- What this task involves
Copy every line of the data below. In each answer, multiply both coordinates by 0.35 and round to the nearest whole number, with halves rounded up.

:: Material

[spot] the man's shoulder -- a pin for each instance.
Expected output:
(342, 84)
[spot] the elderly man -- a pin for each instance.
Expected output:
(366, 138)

::::

- Written answer
[spot] the man's shoulder -- a pin for each instance.
Expected output:
(120, 29)
[spot] the elderly man -- a pin for each instance.
Expected output:
(128, 48)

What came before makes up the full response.